### [Eingabe der Übung]

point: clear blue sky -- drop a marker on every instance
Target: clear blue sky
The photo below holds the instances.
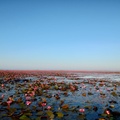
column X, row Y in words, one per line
column 60, row 34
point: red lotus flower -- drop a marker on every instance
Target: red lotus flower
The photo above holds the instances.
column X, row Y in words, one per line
column 82, row 110
column 107, row 112
column 28, row 102
column 43, row 104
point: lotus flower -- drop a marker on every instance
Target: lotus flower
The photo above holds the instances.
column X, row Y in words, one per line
column 82, row 110
column 28, row 102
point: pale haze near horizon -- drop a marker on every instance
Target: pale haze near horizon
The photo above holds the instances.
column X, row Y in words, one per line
column 60, row 35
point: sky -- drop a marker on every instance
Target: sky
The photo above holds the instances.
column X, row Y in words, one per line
column 60, row 35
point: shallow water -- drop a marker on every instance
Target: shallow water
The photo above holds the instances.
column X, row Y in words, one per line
column 100, row 96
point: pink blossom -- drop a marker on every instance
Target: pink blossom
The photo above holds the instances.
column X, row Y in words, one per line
column 28, row 102
column 43, row 104
column 28, row 98
column 2, row 96
column 49, row 107
column 81, row 110
column 108, row 112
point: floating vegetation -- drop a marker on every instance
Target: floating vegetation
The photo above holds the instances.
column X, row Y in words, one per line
column 28, row 95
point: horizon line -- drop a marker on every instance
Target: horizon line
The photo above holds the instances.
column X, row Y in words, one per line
column 59, row 70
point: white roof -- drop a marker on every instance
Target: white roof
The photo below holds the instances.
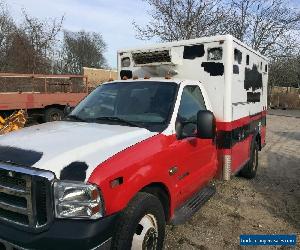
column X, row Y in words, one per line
column 192, row 41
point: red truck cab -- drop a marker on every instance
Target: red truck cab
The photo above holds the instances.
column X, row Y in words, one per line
column 131, row 157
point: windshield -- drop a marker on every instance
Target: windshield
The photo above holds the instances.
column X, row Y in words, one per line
column 145, row 104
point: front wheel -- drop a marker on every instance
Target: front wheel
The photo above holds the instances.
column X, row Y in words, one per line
column 141, row 225
column 250, row 169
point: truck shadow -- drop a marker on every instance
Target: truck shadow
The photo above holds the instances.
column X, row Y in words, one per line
column 278, row 182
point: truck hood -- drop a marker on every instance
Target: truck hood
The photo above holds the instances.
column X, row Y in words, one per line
column 62, row 143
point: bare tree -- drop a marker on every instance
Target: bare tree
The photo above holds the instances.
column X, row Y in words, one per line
column 38, row 38
column 7, row 28
column 181, row 19
column 82, row 49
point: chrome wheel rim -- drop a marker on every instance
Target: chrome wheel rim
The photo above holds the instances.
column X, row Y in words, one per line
column 146, row 234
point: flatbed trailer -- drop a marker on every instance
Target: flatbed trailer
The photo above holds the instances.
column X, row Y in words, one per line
column 43, row 96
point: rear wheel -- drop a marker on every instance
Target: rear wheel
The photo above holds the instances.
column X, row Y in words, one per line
column 141, row 225
column 53, row 114
column 250, row 169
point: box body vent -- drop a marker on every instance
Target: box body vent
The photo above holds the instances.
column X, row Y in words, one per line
column 151, row 57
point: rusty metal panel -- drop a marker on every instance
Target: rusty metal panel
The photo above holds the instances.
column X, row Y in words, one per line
column 14, row 101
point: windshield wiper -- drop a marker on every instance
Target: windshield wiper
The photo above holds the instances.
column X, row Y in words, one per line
column 74, row 117
column 117, row 119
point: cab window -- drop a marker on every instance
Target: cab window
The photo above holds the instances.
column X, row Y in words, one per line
column 192, row 101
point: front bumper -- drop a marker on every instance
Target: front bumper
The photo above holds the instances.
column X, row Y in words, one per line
column 62, row 234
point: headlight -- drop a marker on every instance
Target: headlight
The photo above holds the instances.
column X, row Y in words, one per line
column 77, row 200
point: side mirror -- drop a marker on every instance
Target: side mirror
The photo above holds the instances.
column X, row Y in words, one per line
column 206, row 124
column 67, row 110
column 185, row 129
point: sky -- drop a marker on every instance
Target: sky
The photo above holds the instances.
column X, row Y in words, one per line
column 112, row 18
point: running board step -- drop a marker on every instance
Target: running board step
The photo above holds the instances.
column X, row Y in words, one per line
column 189, row 208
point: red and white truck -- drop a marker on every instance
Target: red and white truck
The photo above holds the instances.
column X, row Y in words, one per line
column 138, row 152
column 42, row 96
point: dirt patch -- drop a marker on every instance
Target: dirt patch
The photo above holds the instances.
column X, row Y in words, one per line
column 268, row 204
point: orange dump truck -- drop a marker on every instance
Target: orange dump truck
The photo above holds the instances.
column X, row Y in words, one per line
column 42, row 96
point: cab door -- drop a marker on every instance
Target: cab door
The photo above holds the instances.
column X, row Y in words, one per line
column 196, row 158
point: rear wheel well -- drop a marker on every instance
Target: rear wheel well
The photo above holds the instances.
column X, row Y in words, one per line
column 57, row 106
column 162, row 193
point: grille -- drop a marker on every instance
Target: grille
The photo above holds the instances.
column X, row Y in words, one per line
column 24, row 198
column 151, row 57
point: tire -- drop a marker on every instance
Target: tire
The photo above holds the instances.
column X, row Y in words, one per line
column 250, row 169
column 141, row 225
column 53, row 114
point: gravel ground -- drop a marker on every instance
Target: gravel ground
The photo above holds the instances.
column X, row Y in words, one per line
column 268, row 204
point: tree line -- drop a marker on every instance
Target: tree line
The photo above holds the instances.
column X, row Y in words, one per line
column 44, row 46
column 270, row 26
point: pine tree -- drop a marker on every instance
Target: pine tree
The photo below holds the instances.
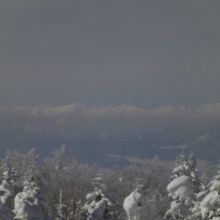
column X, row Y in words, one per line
column 209, row 208
column 97, row 206
column 183, row 188
column 7, row 191
column 27, row 204
column 133, row 204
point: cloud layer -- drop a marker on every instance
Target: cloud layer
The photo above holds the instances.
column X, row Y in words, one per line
column 77, row 121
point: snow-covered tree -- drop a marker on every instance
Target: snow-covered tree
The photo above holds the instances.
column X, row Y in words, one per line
column 60, row 206
column 183, row 188
column 133, row 204
column 97, row 206
column 7, row 191
column 209, row 206
column 27, row 204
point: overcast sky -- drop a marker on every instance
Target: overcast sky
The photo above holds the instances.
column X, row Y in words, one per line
column 145, row 53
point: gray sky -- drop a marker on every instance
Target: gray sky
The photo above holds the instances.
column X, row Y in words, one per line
column 146, row 53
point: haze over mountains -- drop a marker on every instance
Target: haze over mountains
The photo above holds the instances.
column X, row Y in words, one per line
column 96, row 134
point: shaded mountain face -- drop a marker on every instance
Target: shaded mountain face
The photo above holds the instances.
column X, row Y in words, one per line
column 95, row 134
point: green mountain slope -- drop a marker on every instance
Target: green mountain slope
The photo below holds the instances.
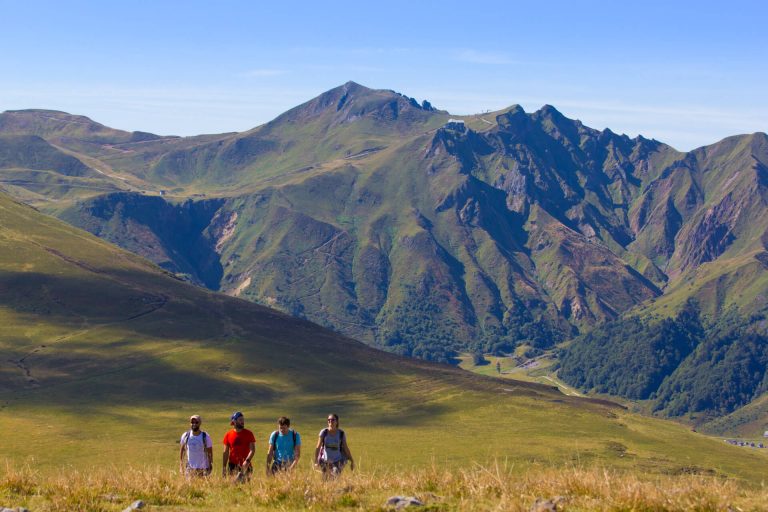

### [Auszuführende Aufgabe]
Geben Sie die Zeilen der Datensätze unverändert wieder, beginnend mit der Zeile, die „point: shallow water“ enthält, und endend mit der Zeile, die „column 100, row 96“ enthält, beide einschließlich.

### [Ergebnis der Übung]
point: shallow water -- drop a marker on every instance
Target: shallow water
The photo above holds the instances.
column X, row Y in words, one per line
column 100, row 96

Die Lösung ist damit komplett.